• やること:
• 1. 渋谷の再開発を扱った本文によると、戦後に「渋谷の街」を大きく変えた出来事は何ですか?
• 2. 渋谷の再開発を扱った本文で、東京オリンピックの時期に建設されたとして名前が挙がっている施設は何ですか?すべて挙げてください。
• 3. 渋谷の再開発を扱った本文を、最後の見出しの後から書き進めてください。

═════ 本文 ═════

SHIBUYA BUNKA SPECIAL

どうなる!?渋谷の大規模開発の行方

戦後、「渋谷の街」を大きく変えたのは、1964年10月に開催された「東京オリンピック」だ。青山通りの道幅が拡張、渋谷川、宇田川が暗渠化され、代々木公園、代々木体育館、渋谷公会堂(現・CCレモンホール)が建設されるなど、今日、私たちが知る「渋谷の街」の大部分がこの時期に誕生した。それから45年、すでに半世紀が過ぎ、いざなぎ景気の建設ラッシュの中で生まれた建物の多くに老朽化が進んでいる。さらに大正時代から増改築が繰り返されている「渋谷駅」も、耐震性の向上、バリアフリー化、乗換利便性の向上といった観点から抜本的な見直しが迫られるなど、2010年以降の「渋谷の街」は、かつて経験したことのないほど大きな「再編」と「再開発」の波が押し寄せる。

「13番出口」を起点に再開発が加速する兆し!

═════ 表示情報 ═════

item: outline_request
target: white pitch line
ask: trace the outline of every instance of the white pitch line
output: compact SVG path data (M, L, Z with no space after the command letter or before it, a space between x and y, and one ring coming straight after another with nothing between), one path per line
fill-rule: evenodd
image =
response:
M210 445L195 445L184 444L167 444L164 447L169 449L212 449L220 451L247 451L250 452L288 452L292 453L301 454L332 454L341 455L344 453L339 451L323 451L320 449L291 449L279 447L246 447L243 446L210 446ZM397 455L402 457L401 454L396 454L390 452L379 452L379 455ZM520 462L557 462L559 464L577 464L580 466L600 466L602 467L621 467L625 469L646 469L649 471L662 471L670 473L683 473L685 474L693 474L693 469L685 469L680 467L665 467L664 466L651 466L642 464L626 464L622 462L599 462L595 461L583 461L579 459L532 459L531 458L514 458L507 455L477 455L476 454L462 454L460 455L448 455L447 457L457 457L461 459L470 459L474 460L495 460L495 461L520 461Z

═════

• 解答一覧:
• 1. 1964年10月に開催された東京オリンピックです。

• 2. 代々木公園、代々木体育館、渋谷公会堂(現・CCレモンホール)

• 3.
緑が生い茂る宮下公園

2008年6月14日、副都心線開業とともに宮下公園向かいに「13番出口」が新設。この出口は、渋谷−原宿間を結ぶ明治通りの起点でありながら、渋谷−青山通りを結ぶ起点ともなる。さらに宮下公園の高架下をくぐって進めば、公園通り方面へもダイレクトに向かうことができるので、この出口の新設をきっかけに、渋谷ではJR渋谷駅、スクランブル交差点を経由しない新たな導線が生まれたと言うこともできるだろう。周辺エリアに注目が集まる中、2010年5月には宮下公園のネーミングライツ(命名権)を取得したナイキジャパンが「宮下NIKEパーク」を開設する。もともとこの土地は東京オリンピックが開催される1964年までは野原が整備された程度の公園であったが、渋谷川の暗渠化工事に伴い、将来の自動車社会を予見して駐車場と一体化した空中公園として1966年にリニューアルオープン。以来43年に亘り、渋谷駅から最も近い緑地として、渋谷で働く人や住民の憩いの場として愛され続けてきた。今回の計画では広さ1万808平方メートルの細長い敷地にスケートボードやクライミング設備を新設し、既存フットサルコートには新たに観覧スタンドを設けるなど、子どもや若者が楽しめるスポーツ施設として一新するという。そのほか、身体障害者や高齢者に向けてエレベーターを設置、外周フェンス、園内灯、ベンチなど、老朽化が進む公園の改修を同時に進め、幅広い年齢層が過ごせる場に生まれ変わる予定だ。

2010年6月に開設を予定する「宮下NIKEパーク」。クライミングウォールやスケートボードエリアなどが設置される。

廃止が決定している「東京都児童会館」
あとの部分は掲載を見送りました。